- **PROBLEM STATEMENT**
Would you repeat every line of the data exactly?

[Point localization data]
>>
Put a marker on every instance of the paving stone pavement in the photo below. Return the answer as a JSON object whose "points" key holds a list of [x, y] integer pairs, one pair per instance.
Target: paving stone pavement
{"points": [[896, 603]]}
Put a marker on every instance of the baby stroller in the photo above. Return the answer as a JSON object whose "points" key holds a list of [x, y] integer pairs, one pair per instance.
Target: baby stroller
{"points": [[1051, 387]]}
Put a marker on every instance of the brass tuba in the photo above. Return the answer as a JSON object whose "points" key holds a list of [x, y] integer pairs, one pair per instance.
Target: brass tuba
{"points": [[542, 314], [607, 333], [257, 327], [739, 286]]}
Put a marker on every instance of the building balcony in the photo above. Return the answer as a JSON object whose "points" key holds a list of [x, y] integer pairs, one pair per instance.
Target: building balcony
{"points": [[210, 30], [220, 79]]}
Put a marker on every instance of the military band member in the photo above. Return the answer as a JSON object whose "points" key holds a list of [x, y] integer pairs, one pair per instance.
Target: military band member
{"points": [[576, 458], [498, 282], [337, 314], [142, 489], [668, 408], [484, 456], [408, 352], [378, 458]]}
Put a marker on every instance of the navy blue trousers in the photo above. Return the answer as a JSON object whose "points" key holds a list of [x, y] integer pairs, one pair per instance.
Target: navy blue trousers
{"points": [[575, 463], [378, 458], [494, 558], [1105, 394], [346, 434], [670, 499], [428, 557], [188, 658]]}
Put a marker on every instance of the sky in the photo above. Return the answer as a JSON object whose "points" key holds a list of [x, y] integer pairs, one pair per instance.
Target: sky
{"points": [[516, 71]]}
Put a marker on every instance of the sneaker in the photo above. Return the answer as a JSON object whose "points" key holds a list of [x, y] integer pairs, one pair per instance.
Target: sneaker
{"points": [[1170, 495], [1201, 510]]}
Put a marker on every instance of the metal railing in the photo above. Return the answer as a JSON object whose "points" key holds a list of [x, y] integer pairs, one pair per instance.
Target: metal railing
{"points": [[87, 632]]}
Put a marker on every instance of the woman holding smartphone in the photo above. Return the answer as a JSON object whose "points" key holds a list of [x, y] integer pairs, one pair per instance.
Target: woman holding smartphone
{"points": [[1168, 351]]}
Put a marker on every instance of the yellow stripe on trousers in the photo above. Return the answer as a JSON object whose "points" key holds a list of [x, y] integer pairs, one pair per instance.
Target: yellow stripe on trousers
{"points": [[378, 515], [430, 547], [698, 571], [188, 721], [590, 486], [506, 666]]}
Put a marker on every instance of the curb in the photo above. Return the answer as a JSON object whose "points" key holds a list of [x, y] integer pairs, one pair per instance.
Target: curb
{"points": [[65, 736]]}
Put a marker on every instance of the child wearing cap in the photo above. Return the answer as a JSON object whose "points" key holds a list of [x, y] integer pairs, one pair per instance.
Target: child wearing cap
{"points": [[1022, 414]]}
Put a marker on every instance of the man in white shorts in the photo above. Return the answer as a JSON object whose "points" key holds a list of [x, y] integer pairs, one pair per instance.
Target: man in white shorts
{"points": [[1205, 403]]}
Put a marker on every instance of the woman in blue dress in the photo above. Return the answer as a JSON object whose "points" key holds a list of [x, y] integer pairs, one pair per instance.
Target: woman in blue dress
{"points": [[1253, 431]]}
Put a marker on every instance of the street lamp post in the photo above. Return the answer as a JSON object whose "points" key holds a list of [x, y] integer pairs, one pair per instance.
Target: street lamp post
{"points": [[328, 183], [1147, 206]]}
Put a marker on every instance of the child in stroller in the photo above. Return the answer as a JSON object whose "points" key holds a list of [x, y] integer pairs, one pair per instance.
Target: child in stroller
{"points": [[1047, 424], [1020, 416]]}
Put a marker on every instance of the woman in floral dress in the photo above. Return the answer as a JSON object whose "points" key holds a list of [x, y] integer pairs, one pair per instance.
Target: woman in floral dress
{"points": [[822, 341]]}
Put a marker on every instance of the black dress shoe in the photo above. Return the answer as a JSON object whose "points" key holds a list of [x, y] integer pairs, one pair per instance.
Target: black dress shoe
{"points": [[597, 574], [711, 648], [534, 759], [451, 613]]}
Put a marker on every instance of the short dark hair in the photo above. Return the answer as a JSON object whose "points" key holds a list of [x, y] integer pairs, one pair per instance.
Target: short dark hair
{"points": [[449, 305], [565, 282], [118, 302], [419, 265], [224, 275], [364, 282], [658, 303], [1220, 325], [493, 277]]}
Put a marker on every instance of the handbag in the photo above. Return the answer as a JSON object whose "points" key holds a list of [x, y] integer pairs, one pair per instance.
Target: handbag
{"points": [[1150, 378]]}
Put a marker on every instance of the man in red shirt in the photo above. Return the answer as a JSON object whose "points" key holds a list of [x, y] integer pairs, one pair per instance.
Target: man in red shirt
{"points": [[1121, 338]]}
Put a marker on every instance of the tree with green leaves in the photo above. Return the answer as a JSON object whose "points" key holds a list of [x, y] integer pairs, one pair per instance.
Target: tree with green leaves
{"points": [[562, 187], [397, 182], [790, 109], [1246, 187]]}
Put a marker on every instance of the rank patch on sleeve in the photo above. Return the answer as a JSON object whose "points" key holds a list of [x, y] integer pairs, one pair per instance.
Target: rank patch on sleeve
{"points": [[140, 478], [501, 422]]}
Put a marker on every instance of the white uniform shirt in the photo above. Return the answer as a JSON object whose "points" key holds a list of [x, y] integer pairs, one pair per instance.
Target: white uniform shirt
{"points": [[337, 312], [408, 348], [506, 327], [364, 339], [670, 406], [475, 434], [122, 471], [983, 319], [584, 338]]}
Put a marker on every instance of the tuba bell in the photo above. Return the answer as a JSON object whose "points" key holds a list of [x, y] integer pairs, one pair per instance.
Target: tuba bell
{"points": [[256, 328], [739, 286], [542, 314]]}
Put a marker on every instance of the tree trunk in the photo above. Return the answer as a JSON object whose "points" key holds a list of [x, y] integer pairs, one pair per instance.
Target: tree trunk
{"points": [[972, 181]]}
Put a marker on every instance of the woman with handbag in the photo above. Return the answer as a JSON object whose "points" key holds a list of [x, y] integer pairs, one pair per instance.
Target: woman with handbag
<<
- **YOUR RESPONSE**
Put a marker on every instance of the paving stone pavement in the photo below. Return the answer as a JSON object whose "points" key holds a list of [x, y] integer pairs, one pair per instance.
Target: paving stone pavement
{"points": [[896, 603]]}
Put a marker on every instance of the baby stroller in the photo above. Return the answer as a JSON object whose "points" key holds a list of [x, y] integer pairs, one pair per instance.
Target: baby stroller
{"points": [[1051, 387]]}
Put a marker on every instance of the brass tuba in the photo above. Return the answer as a JSON object whose "points" key holds a list of [x, y] integer pairs, one pair per instance.
Target: brass tuba
{"points": [[542, 314], [607, 333], [257, 327], [739, 286]]}
Put a marker on every instance of the building balcony in the photo above. Return the answer as a JSON object whose "points" key holds a list of [x, y] integer pairs, one pair per instance.
Target: building balcony
{"points": [[210, 30], [220, 79]]}
Put a marker on every instance of the military band member in the photo above. Return the answer as a JSON object whose "points" key holds a list of [x, y] integer pairs, one pair per instance.
Target: military band member
{"points": [[576, 458], [498, 282], [337, 314], [142, 489], [668, 408], [484, 456], [408, 352], [378, 458]]}
Put a marker on every instance of the navy blue trousers in the photo above. Return the answer as a JSON object whose "points" key holds a list of [x, y] integer pairs, one pair per instance.
Target: navy blue trousers
{"points": [[575, 463], [378, 458], [494, 558], [1105, 394], [346, 434], [670, 499], [428, 557], [188, 658]]}
Put a marker on every instance of the sky in the photo above. Return the answer as a JSON object whose "points" key holds a list of [x, y] integer pairs, one pair per instance.
Target: sky
{"points": [[516, 71]]}
Put a marker on every instance of the sneaker in the photo above. Return the answer as a JSON object whose "points" key holds a list of [x, y] integer pairs, one pair per instance.
Target: sneaker
{"points": [[1170, 495], [1201, 510]]}
Put a marker on every instance of the metal railing in the photo above. Return the answer as a JSON object whose "points" key holds a list of [x, y] integer pairs, one pair per instance.
Target: metal railing
{"points": [[87, 632]]}
Put a marker on every instance of the woman holding smartphone in the photo above. Return the answer as a JSON object whose "points" key holds a list of [x, y] integer pairs, one pair per instance.
Target: woman holding smartphone
{"points": [[1168, 351]]}
Put a marker on every instance of the yellow stripe on trousers in the photo above. Return the answer as a JSON object whose "points" key holds a list of [x, y] integer pairs, one pair per instance.
Target: yellow stripe on trousers
{"points": [[378, 515], [430, 547], [698, 571], [188, 721], [590, 486], [506, 666]]}
Put a marker on every instance of the curb in the photo above. Return the answer as a JSON object whose "points" key holds a list of [x, y] integer pairs, one pair per instance.
Target: curb
{"points": [[65, 736]]}
Put a marker on every instance of the child wearing cap in the photo above. Return the answer as a JSON object whose "points" key holds a list of [x, y] integer pairs, one pair per instance.
Target: child wearing cap
{"points": [[1022, 414]]}
Put a marker on every instance of the man in white shorts in the photo above. Return the answer as a JSON object whose "points" key holds a list of [x, y] integer pairs, one pair per instance.
Target: man in white shorts
{"points": [[1205, 403]]}
Put a marker on every instance of the woman in blue dress in the photo above. Return the answer as a JSON object whose "points" key holds a list of [x, y] integer pairs, one pair per instance.
Target: woman in blue dress
{"points": [[1253, 431]]}
Put a marker on every instance of the street lamp post in the photo above. Return the answer as a JSON object whose "points" key holds a list of [x, y] integer pairs, one pair per instance.
Target: street lamp post
{"points": [[328, 183], [1147, 206]]}
Put a marker on every instance of the child in stroller in the photo above. Return the answer as a JSON object whose "points" key holds a list of [x, y] integer pairs, one pair per instance.
Target: child in stroller
{"points": [[1047, 424], [1020, 416]]}
Put a marker on every instance of the woman in floral dress in the photo above. Return the answer as a JSON object whose "points" key holds a list of [x, y] integer pairs, one pair per instance.
Target: woman in floral dress
{"points": [[822, 341]]}
Put a marker on every instance of the black dress shoe in the photo above. Return the answer as a JSON object whose "points" key holds a list of [x, y] integer pairs, one pair per instance.
Target: black dress shoe
{"points": [[597, 574], [711, 648], [534, 759], [451, 613]]}
Put a marker on every instance of the short dark hair in the photo above. Return the answer as a JSON object whose "points" key holds a list of [x, y] integer pairs, one pair per instance.
Target: short dark hair
{"points": [[449, 305], [565, 282], [118, 302], [419, 265], [224, 275], [364, 282], [658, 303], [1220, 325], [493, 277]]}
Put a marker on every instance of the handbag in the photo above. Return the answer as a JSON object whose "points" key holds a list of [x, y] integer pairs, one pair per instance.
Target: handbag
{"points": [[1150, 378]]}
Put a marker on every instance of the man in red shirt in the photo above. Return the answer as a JSON object whose "points" key holds a list of [x, y] integer pairs, one pair per instance.
Target: man in red shirt
{"points": [[1121, 338]]}
Put a marker on every instance of the tree with green leaves in the photo above. Return the answer as a JSON object whose "points" key holds a list of [x, y] integer pairs, one pair per instance.
Target: tree with green leaves
{"points": [[562, 187], [397, 182], [790, 109], [1246, 187]]}
Put a marker on every instance of the rank patch on sleeve in the photo above. Return the answer as a JSON object whose "points" key holds a list of [x, y] integer pairs, one pair per instance.
Target: rank patch on sleeve
{"points": [[140, 478], [501, 422]]}
Put a marker on every instance of the white uniform shirt in the photo above. Return the answer as a JSON object whose "points" key holds a list of [x, y] integer pairs, one pair per instance.
Target: white uniform shirt
{"points": [[337, 312], [408, 348], [506, 327], [364, 339], [670, 406], [475, 434], [122, 471], [983, 319], [584, 338]]}
Put a marker on every instance of the tuba bell in the photo above. Return the answer as a JSON object whose "points" key holds a list of [x, y] integer pairs, one pair per instance.
Target: tuba bell
{"points": [[256, 328], [739, 286], [542, 314]]}
Put a marker on every instance of the tree trunk in the photo above. Return the answer as a JSON object whose "points" key holds a list of [x, y] integer pairs, one pair per instance.
Target: tree trunk
{"points": [[972, 181]]}
Put a marker on every instance of the woman with handbag in the photo above. Return the answer as a JSON object whose "points" key holds a list of [x, y] integer pairs, one pair per instance.
Target: woman with handbag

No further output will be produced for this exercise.